The Court of Appeals thus dismissed the second appeal for lack of jurisdiction. This time, Continental filed a petition for further review, which the Nebraska Supreme Court granted.


III. Summary of the Opinion

The Nebraska Supreme Court affirmed the Court of Appeals’ dismissal for lack of jurisdiction. It held:

  1. Under Neb. Rev. Stat. § 25‑1301(2), a “judgment rendered” exists only when the trial court signs a single written document stating all of the relief granted or denied in an action.
  2. In a case involving multiple parties or claims, Neb. Rev. Stat. § 25‑1315(1) allows certification of a partial judgment as appealable; absent such certification, no appeal lies from an order adjudicating fewer than all claims against all parties.
  3. Here, the district court:
    • Entered one order dismissing Starr with prejudice; and
    • Later entered a separate order dismissing AXIS without prejudice;
    but never signed a single document combining those rulings into a final judgment, and never certified a partial judgment under § 25‑1315(1).
  4. As a result, no “judgment” had been rendered and no final order existed; the appellate courts therefore lacked jurisdiction.

The Court rejected Continental’s attempts to distinguish Elbert, emphasized that the single‑document requirement applies equally in multi-party cases, and declined to revisit at length the second, independent holding of Elbert—that voluntary dismissal of unresolved claims without prejudice cannot create appellate jurisdiction. Because lack of a “judgment rendered” was dispositive here, the Court invoked the principle that courts need not decide issues unnecessary to resolution of the case.


IV. Analysis

A. The Statutory Framework

1. Appealability and “Judgment Rendered”

Nebraska’s appellate jurisdiction in civil cases is primarily governed by:

  • Neb. Rev. Stat. § 25‑1911 (Reissue 2016) – authorizing appeals from a “judgment or decree rendered” or from a “final order”; and
  • Neb. Rev. Stat. § 25‑1912 (Cum. Supp. 2024) – governing the time and manner of taking appeals.

The critical definition appears in Neb. Rev. Stat. § 25‑1301:

  • § 25‑1301(1): “A judgment is the final determination of the rights of the parties in an action.”
  • § 25‑1301(2): “‘Rendition of a judgment’ is the act of the court, or a judge thereof, in signing a single written document stating all of the relief granted or denied in an action.” (emphasis added)

The Supreme Court makes explicit that, when § 25‑1911 requires a “judgment rendered,” it is referring to this statutory definition of “rendition”: a single, signed judgment document that provides the final determination of all parties’ rights and states all relief granted or denied.

Thus, in Nebraska:

  • Multiple separate orders disposing of different claims or parties do not collectively constitute a “judgment rendered” unless they are consolidated into one signed judgment; and
  • Without such a judgment (or a qualifying final order, discussed below), the clock for filing an appeal does not begin to run, and the appellate court has no jurisdiction.

2. Multiple Parties or Claims and § 25‑1315(1)

Record list:

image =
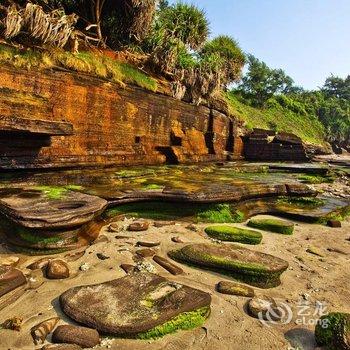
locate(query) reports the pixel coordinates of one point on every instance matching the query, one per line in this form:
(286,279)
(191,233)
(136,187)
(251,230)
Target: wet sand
(309,278)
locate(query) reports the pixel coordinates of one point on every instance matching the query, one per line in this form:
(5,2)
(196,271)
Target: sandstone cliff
(64,119)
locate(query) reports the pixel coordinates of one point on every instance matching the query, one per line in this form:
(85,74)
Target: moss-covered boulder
(255,268)
(151,308)
(273,225)
(333,331)
(233,234)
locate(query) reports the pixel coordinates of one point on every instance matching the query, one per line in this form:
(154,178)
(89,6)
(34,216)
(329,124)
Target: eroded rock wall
(112,125)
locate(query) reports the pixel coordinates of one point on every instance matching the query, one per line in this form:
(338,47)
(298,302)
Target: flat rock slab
(255,268)
(151,307)
(42,208)
(34,126)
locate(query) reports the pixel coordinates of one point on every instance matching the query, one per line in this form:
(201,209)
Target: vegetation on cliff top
(172,41)
(85,62)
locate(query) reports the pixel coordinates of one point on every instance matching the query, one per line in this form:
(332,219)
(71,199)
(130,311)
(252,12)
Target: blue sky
(309,39)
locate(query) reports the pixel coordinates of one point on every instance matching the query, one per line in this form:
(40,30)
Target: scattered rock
(264,308)
(147,244)
(145,266)
(57,269)
(101,239)
(336,250)
(107,342)
(314,251)
(114,227)
(255,268)
(192,227)
(84,267)
(35,279)
(61,347)
(9,260)
(273,225)
(177,239)
(128,268)
(39,264)
(101,256)
(13,323)
(167,265)
(151,307)
(82,336)
(163,223)
(333,331)
(74,256)
(233,234)
(41,330)
(139,226)
(234,288)
(121,237)
(334,223)
(145,253)
(10,279)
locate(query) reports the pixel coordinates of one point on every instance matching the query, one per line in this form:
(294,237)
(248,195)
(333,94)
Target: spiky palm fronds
(53,28)
(13,21)
(127,21)
(186,23)
(231,55)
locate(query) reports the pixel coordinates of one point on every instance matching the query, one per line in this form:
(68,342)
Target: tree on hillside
(261,82)
(115,22)
(337,87)
(179,49)
(230,56)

Goal of the exercise:
Please carry the analysis of the Nebraska appellate-jurisdiction case forward, beginning right after its last heading, "2. Multiple Parties or Claims and § 25‑1315(1)".

Answer to the problem:
Neb. Rev. Stat. § 25‑1315(1) addresses “multiple claims for relief or multiple parties.” It authorizes the trial court, “in its discretion,” to:

  • “direct the entry of a final judgment as to one or more but fewer than all of the claims or parties,”
  • “only upon an express determination that there is no just reason for delay” and an express direction for the entry of judgment.

Absent such certification:

  • Orders adjudicating fewer than all claims or fewer than all parties are not final and remain subject to revision; and
  • No appeal lies until all claims against all parties are resolved and the court has rendered a single judgment, or until a proper § 25‑1315(1) certification is entered.

The Court, citing Mann v. Mann, 312 Neb. 275, 978 N.W.2d 606 (2022), reiterates this core rule: unless § 25‑1315(1) certification occurs, partial adjudications are nonfinal.

3. Final Orders Versus Final Judgments

Nebraska allows appeals both from:

  • Judgments or decrees (as defined by § 25‑1301), and
  • Final orders (a separate statutory category, not elaborated here but generally encompassing certain orders affecting substantial rights in special proceedings or on summary applications after judgment).

In Continental Indemnity, the Court treats the orders at issue as part of a conventional civil action, not as independent “final orders” in a special proceeding. The focus is therefore squarely on whether a judgment has been rendered or whether § 25‑1315(1) certification occurred. The answer to both is “no.”


B. Precedents Cited and Their Influence

1. Elbert v. Keating, O’Gara, 319 Neb. 390, 22 N.W.3d 671 (2025)

Elbert is the centerpiece precedent, and the Supreme Court’s reasoning in Continental Indemnity depends heavily on it.

a. The Facts and Procedural Posture in Elbert

In Elbert, the plaintiff filed two related defamation suits. The appeal before the Supreme Court concerned the second case, in which:

  • The plaintiff sued a law firm and one of its attorneys.
  • The attorney was dismissed by operation of law (nonservice).
  • The law firm filed a counterclaim seeking damages, costs, and attorney fees.
  • The court ultimately dismissed the plaintiff’s complaint for failure to state a claim but did not address the law firm’s counterclaim or its fee request in that dismissal order.

The plaintiff’s initial appeal was dismissed by the Court of Appeals for lack of a final order due to the unresolved counterclaim. Back in the district court, the law firm then voluntarily dismissed its counterclaim without prejudice. The district court entered an order granting that motion, which again did not address other relief in the case.

The plaintiff appealed a second time. The Nebraska Supreme Court dismissed this second appeal for lack of jurisdiction, giving two independent reasons.

b. First Holding in Elbert: No Single Written Judgment Document

The Court emphasized that § 25‑1301(2) requires a single written judgment document stating all relief granted or denied. In Elbert, the district court:

  • Entered one order dismissing the complaint; and
  • Later entered another order voluntarily dismissing the counterclaim;

but never signed a unified judgment document combining those rulings.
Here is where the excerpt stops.